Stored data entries
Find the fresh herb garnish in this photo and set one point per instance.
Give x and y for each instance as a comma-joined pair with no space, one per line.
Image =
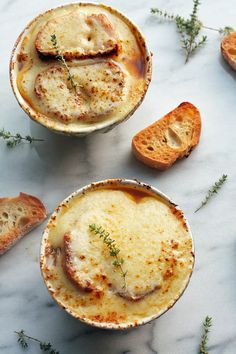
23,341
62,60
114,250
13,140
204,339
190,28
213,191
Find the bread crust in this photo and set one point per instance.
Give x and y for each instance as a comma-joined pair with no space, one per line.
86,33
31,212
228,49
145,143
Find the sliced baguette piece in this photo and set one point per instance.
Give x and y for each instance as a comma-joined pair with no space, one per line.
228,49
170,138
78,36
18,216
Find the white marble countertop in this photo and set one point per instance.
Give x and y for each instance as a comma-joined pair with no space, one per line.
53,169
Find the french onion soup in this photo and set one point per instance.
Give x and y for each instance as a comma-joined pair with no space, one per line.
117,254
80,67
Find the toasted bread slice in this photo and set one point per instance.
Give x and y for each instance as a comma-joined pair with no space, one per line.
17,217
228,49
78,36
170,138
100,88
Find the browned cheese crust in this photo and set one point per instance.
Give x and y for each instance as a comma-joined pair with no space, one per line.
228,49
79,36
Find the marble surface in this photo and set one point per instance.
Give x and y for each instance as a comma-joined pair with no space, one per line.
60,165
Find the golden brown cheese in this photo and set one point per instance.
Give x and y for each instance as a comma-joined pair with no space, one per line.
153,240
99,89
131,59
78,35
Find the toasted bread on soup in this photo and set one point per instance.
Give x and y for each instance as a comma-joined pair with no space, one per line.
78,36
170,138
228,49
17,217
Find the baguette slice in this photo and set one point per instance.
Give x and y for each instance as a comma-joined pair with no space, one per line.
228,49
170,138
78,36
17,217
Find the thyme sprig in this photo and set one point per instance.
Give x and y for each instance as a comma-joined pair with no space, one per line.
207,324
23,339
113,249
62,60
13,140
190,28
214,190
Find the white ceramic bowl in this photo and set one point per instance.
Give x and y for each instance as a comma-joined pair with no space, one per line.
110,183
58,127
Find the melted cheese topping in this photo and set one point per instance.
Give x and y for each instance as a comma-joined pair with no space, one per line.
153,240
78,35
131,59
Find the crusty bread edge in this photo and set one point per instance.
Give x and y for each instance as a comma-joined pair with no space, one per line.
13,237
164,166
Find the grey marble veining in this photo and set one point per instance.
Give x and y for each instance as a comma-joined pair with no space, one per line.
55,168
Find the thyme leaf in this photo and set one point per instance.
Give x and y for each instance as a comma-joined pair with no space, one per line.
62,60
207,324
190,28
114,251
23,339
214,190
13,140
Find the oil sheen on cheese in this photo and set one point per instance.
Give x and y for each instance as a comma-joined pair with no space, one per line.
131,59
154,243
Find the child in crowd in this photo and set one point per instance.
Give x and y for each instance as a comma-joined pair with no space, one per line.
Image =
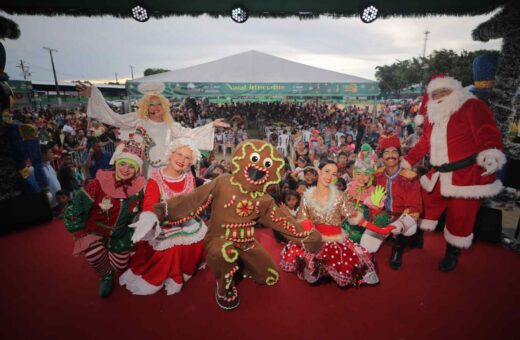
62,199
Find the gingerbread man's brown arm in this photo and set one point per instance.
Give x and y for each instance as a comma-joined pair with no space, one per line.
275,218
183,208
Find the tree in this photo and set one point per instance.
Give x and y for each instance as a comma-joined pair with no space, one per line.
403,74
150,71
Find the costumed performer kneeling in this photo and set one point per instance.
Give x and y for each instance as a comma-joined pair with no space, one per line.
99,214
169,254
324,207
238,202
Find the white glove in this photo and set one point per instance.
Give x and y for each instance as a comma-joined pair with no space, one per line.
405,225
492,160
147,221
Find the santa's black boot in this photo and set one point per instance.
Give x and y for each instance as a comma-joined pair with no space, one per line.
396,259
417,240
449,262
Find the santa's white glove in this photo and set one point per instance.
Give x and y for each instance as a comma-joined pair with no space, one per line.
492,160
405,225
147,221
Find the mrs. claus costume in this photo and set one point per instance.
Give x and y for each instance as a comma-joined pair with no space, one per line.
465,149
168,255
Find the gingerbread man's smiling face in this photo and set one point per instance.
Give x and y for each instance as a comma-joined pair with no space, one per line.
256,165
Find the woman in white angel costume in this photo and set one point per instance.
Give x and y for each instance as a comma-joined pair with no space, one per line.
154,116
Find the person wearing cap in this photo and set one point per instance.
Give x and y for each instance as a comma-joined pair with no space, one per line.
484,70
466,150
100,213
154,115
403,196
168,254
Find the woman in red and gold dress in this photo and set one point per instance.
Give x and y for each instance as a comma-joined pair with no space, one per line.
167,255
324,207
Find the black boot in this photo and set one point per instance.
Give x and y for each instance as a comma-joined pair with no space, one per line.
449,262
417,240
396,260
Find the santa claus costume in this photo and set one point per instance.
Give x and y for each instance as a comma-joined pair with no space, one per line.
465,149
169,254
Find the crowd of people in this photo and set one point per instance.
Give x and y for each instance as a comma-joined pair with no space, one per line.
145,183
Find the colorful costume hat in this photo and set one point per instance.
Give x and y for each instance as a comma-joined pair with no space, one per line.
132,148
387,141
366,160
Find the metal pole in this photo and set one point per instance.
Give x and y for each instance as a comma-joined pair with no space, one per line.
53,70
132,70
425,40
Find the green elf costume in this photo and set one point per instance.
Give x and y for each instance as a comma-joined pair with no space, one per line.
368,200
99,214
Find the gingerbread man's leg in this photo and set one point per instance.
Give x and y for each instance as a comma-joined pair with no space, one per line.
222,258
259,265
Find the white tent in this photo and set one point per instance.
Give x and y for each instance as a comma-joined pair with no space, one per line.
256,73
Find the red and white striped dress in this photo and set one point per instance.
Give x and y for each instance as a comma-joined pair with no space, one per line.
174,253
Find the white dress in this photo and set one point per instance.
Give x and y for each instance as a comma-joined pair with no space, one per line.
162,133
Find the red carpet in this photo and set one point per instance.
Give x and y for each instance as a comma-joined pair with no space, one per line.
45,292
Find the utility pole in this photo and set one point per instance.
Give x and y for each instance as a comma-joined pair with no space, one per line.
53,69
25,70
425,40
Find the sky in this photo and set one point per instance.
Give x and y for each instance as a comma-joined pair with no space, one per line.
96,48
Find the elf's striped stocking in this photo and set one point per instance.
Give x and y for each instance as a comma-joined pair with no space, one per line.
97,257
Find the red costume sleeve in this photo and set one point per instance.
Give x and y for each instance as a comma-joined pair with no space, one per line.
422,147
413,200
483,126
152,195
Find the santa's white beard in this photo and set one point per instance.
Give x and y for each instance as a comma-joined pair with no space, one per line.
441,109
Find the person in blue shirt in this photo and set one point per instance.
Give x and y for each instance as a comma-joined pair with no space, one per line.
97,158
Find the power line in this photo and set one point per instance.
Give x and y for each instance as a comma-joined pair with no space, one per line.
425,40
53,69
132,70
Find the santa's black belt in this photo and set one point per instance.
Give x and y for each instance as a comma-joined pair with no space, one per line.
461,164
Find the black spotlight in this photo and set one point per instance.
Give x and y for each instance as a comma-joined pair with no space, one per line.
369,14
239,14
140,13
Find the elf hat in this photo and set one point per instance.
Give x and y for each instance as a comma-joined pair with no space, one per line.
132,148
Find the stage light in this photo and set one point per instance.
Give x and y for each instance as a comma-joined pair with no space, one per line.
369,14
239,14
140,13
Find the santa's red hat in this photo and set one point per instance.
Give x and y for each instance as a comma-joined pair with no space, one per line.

## [Directions]
Your answer must be an exact copy of the data above, minus its pictures.

## [Response area]
Find the fresh herb garnish in this photo and set one point per instance.
Give x and y for each instance as a comma-joined pair with no space, one per line.
Image =
23,341
62,60
114,250
13,140
204,339
190,28
213,191
Find the bread crust in this photo and set one point per instance.
Give x and y for each instance as a comma-joined pair with no space, one per line.
86,33
31,212
228,49
145,143
Find the sliced baguette piece in this photo and set one point per instance.
Give x and y for each instance as a comma-joined pair with no space, one per line.
228,49
170,138
78,36
18,216
Find the white marble countertop in this photo and set one point per instance.
Give x and y for each instance as a comma-joined pair with no space, one per line.
53,169
Find the french onion soup in this photo and set one point per instance.
Give x and y for each instance as a comma-joined pair with no space, one per line.
117,254
80,67
Find the toasted bread slice in this photo and set one point per instance.
Give x and y for each instance as a comma-joined pair with no space, one per line.
17,217
228,49
78,36
170,138
100,88
Find the browned cheese crust in this photo and set one point per instance.
Give x and y for each instance as a comma-joined pair with no space, one per line.
228,49
79,36
Find the marble surface in this photo and set one point per instance.
Give x and y for each instance as a comma-joined pair with no space, one per line.
60,165
Find the golden brown cheese in this photo and set one point per instance.
Give x and y for each instance as a comma-joined pair with no space, one per line.
153,240
99,89
131,59
78,35
Find the toasted bread on soup in this photo and set one point per instance.
Give x and y for each instance as a comma-joined pair with no space, one per line.
78,36
170,138
228,49
17,217
Find the baguette slice in this photo and set one point per instance.
Give x and y for each instance as a comma-joined pair with no space, one per line.
228,49
170,138
78,36
17,217
Find the thyme sprig in this photo and set one point per instance.
Give x and y for each instance as a comma-joined pair with no space, one per line.
207,324
23,339
113,249
62,60
13,140
190,28
214,190
Find the white ceramic bowl in this photo and set one point per instance.
Give x and y for each instance as a comma-joined pair with no space, one per line.
110,183
58,127
Find the melted cheese topping in this photo and set one point per instance.
Give x and y for each instance as a comma-joined pair with no space, one per line.
153,240
78,35
131,59
Find the crusty bread edge in this photo and set one point per instance.
Give x and y for each instance as a comma-joined pair with no space, one per line.
13,237
164,166
Find the grey marble veining in this photo and set one point per instance.
Give x and y for each instance as a comma-joined pair with no space, one per line.
55,168
Find the thyme leaf in this photo and set one point per instance.
Give x and y for each instance as a comma-joined pair with no space, one per line.
62,60
207,324
190,28
114,251
23,339
214,190
13,140
Find the oil sheen on cheese in this photo and set one point per instance.
Give x and y for each instance as a comma-joined pair with no space, one per line.
131,59
154,243
Find the child in crowd in this photo and set one point per instance.
Give x and y for each instance as a comma-joined pair with no space, one per line.
Image =
62,199
Find the gingerbread man's brown arm in this photo and set one point per instance.
Give x and y for each instance as a comma-joined pair with no space, one per line.
275,218
183,208
Find the tree in this photo and set one point per instance.
Give x and y for each instance as a comma-joined pair with no space, one per line.
403,74
150,71
Find the costumed performer kneeling in this photo and set one point per instance.
Give x and y for each instance as a comma-joined pair with no space, one per line.
99,214
169,254
324,207
238,202
Find the white glove in this photo and set one point per instance.
Give x and y for each instance as a comma-joined pair with no space, one per line.
405,225
492,160
147,221
Find the santa's black boot in this photo and set one point per instance.
Give x and y for each instance as a comma-joined pair with no space, one per line.
396,259
417,240
449,262
Find the santa's white glove in this photo and set one point per instance.
Give x and y for each instance as a comma-joined pair with no space, one per line.
492,160
405,225
147,221
Find the mrs. claus costume in this photo and set one point per instance.
Give x and y for each instance as a comma-joined pair with no space, one per line.
465,149
168,255
Find the gingerbread man's smiling face in this photo and set one point per instance.
Give x and y for each instance as a comma-joined pair with no space, one per line.
256,165
Find the woman in white angel costume in this photo and set one point per instance.
Give x and y for each instance as a comma-joined pair with no space, one per line.
154,116
Find the person wearing cap in this photo and set one point per instance.
Give x and y for each instance as a comma-joined pair with no space, one per line.
484,70
466,150
100,213
154,115
403,196
168,254
Find the woman in red and gold dress in this photo and set one point per instance.
Give x and y for each instance as a comma-joined pair with no space, one per line.
167,255
324,207
Find the black boot in this photo and set one point per instance.
Give x and y for each instance as a comma-joined pair with no space, one per line.
449,262
417,240
396,260
Find the santa claus costume in this photo and set one point per instance.
Give x and y for each instance as a comma-joined pair with no space, one per line.
465,149
169,254
Find the crowd of people in this photo and set one point per instance.
Give x and y for each instance as a comma-joined pair with no space, one per line.
145,183
Find the colorful costume hat in this photo and set one point per instance.
Give x and y for each instance as a comma-joined pair with no space, one per line.
132,148
387,141
366,160
Find the metal pole in this photo and set one point per instance.
Give x and y for each instance as a comma-joined pair with no space, one per line.
53,70
132,70
425,40
Find the green elf costume in this photo and set one point per instance.
Give x and y for each instance as a comma-joined pair with no space, one per line.
368,200
99,214
Find the gingerbread man's leg in this photo and set one point per instance.
Give x and y for each instance as a comma-joined pair with no space, one per line.
222,258
259,265
Find the white tent in this photo and set one point per instance.
Give x and y for each instance as a comma-joined pair with no space, one per line.
256,73
Find the red and white striped dress in this photo and set one point per instance.
Give x and y for each instance as a comma-joined pair with no space, one per line.
174,253
Find the white dress in this photo and set one point per instance.
Give x and y for each instance as a comma-joined pair with no space, one per line.
162,133
Find the red carpet in this photo and set one point per instance.
Give x and y for each instance as a comma-joined pair with no space, one per line.
45,292
Find the utility pole in this photo and set one point per instance.
Give x and y for each instance as a comma-joined pair with no space, one per line.
53,69
25,70
425,40
Find the sky in this photo and set one point per instance.
Give x and y for each instance as a comma-joined pair with no space, one per line.
96,48
Find the elf's striped stocking in this photo and set one point per instance.
Give x and y for each instance as a comma-joined pair with no space, one per line.
97,257
Find the red costume sleeve in this photo and set one point per instance.
Give x and y for each instance as a comma-joined pair with no space, one per line.
422,147
413,200
483,126
152,195
Find the santa's white beard in this photo and set one point per instance.
Give x and y for each instance as a comma-joined pair with no space, one per line.
441,109
Find the person in blue shirt in this photo and set one point per instance.
Give x and y for each instance as a comma-joined pair with no space, one per line.
97,158
Find the power line in this photo and set one point per instance.
Give x and y for each instance as a comma-joined pair with no space, one per line.
425,40
53,69
132,70
Find the santa's black belt in this photo and set one point per instance.
Give x and y for each instance as a comma-joined pair with no space, one per line.
461,164
Find the black spotlight in this photo and set one point per instance.
Give x and y for each instance as a comma-joined pair with no space, one per line.
369,14
239,14
140,13
Find the elf hat in this photo and set one point per instance.
Give x and y for each instance as a comma-joined pair with no space, one per line.
132,148
Find the stage light in this photo and set one point per instance.
Give x and y for each instance as a comma-joined pair with no space, one per line.
369,14
239,14
140,13
Find the santa's red hat in this photo and set one point per instance.
Give x and y for each instance as a comma-joined pair with no space, one per line.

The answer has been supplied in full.